— START OF Raw data —
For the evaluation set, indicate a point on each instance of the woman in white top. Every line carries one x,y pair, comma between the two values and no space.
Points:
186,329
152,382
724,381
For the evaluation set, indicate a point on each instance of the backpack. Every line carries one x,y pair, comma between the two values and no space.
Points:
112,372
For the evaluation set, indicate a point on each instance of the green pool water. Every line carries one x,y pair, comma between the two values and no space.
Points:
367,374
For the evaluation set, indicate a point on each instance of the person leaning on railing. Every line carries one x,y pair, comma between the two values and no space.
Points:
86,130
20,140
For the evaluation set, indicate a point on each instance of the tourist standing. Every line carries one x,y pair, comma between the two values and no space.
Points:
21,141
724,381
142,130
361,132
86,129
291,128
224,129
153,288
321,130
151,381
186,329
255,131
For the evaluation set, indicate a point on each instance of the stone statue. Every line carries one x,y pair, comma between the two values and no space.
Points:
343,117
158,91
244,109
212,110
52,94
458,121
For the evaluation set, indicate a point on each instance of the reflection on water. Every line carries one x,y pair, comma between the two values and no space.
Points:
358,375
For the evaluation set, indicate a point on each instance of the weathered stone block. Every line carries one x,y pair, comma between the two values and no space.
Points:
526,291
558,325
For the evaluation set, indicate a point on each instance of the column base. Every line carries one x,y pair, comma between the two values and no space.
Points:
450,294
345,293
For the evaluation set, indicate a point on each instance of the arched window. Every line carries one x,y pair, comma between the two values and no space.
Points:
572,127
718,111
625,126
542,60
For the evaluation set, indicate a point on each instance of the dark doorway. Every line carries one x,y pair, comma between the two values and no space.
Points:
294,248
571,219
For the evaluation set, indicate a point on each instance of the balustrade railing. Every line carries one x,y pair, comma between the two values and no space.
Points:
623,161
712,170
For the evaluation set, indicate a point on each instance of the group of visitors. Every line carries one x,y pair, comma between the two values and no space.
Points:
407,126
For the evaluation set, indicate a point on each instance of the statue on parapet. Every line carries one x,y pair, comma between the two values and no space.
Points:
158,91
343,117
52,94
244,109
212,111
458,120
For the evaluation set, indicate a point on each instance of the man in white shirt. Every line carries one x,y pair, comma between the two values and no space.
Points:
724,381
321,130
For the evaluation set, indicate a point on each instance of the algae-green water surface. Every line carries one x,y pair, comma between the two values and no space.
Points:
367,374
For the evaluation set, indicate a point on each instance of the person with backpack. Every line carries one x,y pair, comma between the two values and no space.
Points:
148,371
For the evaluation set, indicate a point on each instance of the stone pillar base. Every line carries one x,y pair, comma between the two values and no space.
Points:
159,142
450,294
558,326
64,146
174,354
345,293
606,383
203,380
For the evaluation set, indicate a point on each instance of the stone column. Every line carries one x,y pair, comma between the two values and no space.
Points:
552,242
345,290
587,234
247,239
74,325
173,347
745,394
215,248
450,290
— END OF Raw data —
— START OF Raw data —
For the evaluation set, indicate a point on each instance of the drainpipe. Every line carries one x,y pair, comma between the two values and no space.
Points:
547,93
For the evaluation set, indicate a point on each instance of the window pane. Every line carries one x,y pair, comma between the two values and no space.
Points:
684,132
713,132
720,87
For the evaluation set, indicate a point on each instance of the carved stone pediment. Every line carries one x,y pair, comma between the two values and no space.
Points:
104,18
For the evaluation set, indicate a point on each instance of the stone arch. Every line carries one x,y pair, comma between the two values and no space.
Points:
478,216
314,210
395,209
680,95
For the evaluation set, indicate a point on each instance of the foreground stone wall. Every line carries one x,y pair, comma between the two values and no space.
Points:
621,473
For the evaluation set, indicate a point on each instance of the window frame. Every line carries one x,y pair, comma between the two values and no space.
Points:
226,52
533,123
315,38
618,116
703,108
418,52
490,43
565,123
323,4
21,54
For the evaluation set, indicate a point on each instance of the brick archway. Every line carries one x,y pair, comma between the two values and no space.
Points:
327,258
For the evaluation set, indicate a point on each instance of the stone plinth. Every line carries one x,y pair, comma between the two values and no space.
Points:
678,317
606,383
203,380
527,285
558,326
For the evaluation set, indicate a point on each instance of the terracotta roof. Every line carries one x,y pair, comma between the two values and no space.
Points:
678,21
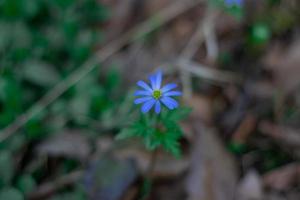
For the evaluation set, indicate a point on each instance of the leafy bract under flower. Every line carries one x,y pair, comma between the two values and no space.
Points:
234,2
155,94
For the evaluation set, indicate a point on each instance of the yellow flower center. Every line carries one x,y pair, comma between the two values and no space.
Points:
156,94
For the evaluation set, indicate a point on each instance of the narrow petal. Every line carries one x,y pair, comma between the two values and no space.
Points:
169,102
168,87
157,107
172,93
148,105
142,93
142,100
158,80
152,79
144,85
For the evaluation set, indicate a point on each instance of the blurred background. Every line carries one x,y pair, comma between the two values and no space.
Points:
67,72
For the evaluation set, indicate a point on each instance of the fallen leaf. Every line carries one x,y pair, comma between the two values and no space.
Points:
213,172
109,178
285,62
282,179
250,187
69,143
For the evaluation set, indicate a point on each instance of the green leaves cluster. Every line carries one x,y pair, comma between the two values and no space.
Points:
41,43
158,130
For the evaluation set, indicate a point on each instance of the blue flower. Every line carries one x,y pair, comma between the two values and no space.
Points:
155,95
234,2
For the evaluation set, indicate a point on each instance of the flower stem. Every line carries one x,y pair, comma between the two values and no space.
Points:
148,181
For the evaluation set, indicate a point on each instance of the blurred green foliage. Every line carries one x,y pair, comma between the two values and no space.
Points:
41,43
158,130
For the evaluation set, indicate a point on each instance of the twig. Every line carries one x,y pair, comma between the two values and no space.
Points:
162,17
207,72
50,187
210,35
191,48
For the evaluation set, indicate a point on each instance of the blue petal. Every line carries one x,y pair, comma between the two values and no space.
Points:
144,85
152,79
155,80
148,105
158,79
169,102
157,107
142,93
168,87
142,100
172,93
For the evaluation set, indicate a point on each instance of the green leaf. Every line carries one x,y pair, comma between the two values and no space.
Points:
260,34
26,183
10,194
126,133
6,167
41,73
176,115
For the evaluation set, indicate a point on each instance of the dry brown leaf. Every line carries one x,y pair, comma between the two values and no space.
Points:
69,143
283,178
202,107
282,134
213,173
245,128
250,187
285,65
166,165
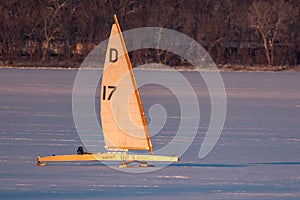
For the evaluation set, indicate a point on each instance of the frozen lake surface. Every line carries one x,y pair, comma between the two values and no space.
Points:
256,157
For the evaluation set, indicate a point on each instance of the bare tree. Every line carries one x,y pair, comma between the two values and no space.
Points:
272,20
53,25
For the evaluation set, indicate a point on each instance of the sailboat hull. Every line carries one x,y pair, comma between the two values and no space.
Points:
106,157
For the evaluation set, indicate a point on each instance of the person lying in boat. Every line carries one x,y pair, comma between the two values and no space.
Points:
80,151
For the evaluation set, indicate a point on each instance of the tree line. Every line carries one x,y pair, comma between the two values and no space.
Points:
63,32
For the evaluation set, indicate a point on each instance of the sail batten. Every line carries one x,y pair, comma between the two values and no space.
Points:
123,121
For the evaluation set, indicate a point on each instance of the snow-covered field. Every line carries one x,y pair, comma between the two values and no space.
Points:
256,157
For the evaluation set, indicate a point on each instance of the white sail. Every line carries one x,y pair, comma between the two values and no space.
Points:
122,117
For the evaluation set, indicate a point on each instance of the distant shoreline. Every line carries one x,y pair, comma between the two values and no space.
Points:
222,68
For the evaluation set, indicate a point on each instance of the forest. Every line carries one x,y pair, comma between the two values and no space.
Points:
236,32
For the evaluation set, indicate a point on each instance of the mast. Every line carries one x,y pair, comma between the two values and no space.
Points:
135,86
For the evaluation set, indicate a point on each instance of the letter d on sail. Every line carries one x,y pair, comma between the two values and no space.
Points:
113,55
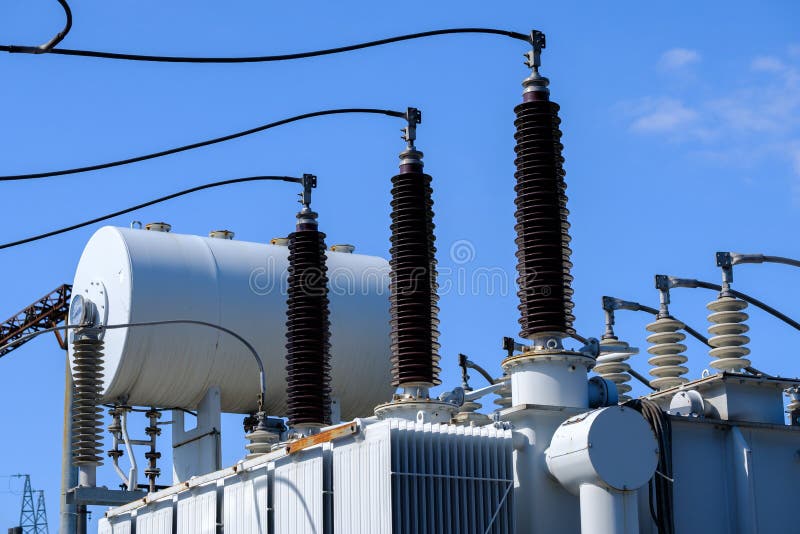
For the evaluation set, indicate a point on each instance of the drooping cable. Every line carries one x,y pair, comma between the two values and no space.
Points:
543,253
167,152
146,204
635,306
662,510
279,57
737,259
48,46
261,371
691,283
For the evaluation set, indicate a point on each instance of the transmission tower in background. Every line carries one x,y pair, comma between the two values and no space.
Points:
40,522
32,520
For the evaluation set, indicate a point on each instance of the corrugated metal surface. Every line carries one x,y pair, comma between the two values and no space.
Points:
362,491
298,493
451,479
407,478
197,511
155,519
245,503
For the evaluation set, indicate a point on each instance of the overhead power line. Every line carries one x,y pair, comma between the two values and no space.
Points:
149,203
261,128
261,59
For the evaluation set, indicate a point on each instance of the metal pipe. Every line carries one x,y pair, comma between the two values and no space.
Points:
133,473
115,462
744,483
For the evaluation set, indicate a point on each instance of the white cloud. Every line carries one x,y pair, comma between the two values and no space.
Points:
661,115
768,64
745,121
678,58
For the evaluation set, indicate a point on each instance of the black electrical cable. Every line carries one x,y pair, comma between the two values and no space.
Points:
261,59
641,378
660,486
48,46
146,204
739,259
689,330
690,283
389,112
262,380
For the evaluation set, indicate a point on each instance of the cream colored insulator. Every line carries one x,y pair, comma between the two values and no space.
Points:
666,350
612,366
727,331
— END OF Raw data —
What the exercise asks — Pick out every line above that contains the word "cable", and copy each one in full.

Exercise answer —
For the evaluation set, indicate a point on each instance of the drooping cable. Every line carries one x,y pair, comma between the two values and no space.
For the evaluation set, indicate a point on each instance of the black electrical cable. Every line carries one x,y pair, comma between the two values and no space.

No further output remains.